*Data to process*.

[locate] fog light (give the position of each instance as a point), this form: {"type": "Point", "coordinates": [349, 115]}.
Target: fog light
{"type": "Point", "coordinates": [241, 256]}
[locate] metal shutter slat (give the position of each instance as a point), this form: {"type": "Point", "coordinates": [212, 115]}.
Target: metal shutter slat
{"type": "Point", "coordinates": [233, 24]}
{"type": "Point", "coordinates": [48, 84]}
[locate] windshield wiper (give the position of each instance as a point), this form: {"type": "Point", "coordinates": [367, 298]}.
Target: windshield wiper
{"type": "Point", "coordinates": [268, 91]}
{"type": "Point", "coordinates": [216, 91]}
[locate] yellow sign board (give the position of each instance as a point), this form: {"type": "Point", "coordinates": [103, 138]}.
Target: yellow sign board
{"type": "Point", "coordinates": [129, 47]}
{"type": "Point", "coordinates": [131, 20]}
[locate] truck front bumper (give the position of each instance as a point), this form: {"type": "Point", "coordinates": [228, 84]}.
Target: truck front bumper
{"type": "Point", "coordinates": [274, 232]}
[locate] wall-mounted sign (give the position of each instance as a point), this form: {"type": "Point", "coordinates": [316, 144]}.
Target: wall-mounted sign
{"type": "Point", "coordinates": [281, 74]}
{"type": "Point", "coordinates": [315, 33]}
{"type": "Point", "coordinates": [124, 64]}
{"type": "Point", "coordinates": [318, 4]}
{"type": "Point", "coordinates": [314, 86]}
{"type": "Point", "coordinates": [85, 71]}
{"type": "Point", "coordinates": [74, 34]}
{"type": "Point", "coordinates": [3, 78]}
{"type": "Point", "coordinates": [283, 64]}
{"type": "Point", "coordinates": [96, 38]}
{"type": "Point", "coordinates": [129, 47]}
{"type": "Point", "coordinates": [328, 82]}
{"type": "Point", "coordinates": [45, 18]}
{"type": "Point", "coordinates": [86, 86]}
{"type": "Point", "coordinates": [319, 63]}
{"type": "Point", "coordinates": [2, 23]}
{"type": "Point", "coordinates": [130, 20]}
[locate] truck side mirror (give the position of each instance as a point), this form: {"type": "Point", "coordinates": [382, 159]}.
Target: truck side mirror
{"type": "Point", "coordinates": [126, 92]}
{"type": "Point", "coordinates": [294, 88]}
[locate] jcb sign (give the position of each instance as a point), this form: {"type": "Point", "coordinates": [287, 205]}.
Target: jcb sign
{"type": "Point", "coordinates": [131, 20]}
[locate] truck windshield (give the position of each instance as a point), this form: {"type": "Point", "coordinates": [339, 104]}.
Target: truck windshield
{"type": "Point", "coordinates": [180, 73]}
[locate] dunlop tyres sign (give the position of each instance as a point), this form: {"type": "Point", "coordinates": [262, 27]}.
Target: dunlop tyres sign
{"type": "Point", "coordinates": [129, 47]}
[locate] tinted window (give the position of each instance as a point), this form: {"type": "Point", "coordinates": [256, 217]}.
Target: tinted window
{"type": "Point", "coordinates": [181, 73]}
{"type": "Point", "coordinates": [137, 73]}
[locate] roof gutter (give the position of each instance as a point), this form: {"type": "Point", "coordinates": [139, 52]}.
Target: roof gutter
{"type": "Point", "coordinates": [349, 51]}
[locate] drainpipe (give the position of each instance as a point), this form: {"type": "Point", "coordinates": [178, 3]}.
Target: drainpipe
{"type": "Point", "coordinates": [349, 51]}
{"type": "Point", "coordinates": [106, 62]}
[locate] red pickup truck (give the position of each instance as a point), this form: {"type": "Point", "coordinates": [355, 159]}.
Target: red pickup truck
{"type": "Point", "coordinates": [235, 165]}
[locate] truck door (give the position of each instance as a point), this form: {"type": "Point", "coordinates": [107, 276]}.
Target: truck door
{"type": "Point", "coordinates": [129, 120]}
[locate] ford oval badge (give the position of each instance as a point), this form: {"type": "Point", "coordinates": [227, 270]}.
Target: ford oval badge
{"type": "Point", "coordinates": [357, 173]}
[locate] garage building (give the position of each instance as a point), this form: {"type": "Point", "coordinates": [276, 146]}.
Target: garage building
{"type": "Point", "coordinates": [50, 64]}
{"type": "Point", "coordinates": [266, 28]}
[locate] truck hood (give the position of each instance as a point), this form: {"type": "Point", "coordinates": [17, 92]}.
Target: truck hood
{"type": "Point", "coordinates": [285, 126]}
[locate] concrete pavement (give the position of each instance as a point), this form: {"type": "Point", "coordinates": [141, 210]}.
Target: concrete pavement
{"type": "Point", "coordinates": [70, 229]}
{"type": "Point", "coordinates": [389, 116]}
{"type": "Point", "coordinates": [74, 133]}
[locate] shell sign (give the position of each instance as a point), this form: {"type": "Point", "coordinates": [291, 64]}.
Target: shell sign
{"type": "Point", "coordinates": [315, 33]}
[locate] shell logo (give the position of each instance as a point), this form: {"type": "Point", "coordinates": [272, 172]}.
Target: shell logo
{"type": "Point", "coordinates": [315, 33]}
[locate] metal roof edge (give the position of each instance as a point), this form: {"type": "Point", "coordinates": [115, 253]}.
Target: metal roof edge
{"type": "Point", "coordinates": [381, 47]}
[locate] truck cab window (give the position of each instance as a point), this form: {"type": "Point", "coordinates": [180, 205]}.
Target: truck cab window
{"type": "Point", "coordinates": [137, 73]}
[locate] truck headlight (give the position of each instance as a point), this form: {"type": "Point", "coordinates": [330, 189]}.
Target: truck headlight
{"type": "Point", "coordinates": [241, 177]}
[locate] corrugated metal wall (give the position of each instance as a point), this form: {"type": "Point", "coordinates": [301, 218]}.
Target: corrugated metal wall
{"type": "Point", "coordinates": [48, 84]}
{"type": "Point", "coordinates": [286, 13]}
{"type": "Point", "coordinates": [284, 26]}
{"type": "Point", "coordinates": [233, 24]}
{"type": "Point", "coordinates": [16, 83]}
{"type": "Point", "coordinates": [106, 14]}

*Exercise goal*. Reproduce, without any change, the stretch of the records above from the line containing "[locate] corrugated metal" through the end of the records.

*Answer to this problem*.
[locate] corrugated metal wall (give the position of each instance as a point), this form: {"type": "Point", "coordinates": [301, 218]}.
Target: corrugated metal wall
{"type": "Point", "coordinates": [48, 84]}
{"type": "Point", "coordinates": [286, 13]}
{"type": "Point", "coordinates": [284, 26]}
{"type": "Point", "coordinates": [233, 24]}
{"type": "Point", "coordinates": [16, 83]}
{"type": "Point", "coordinates": [106, 14]}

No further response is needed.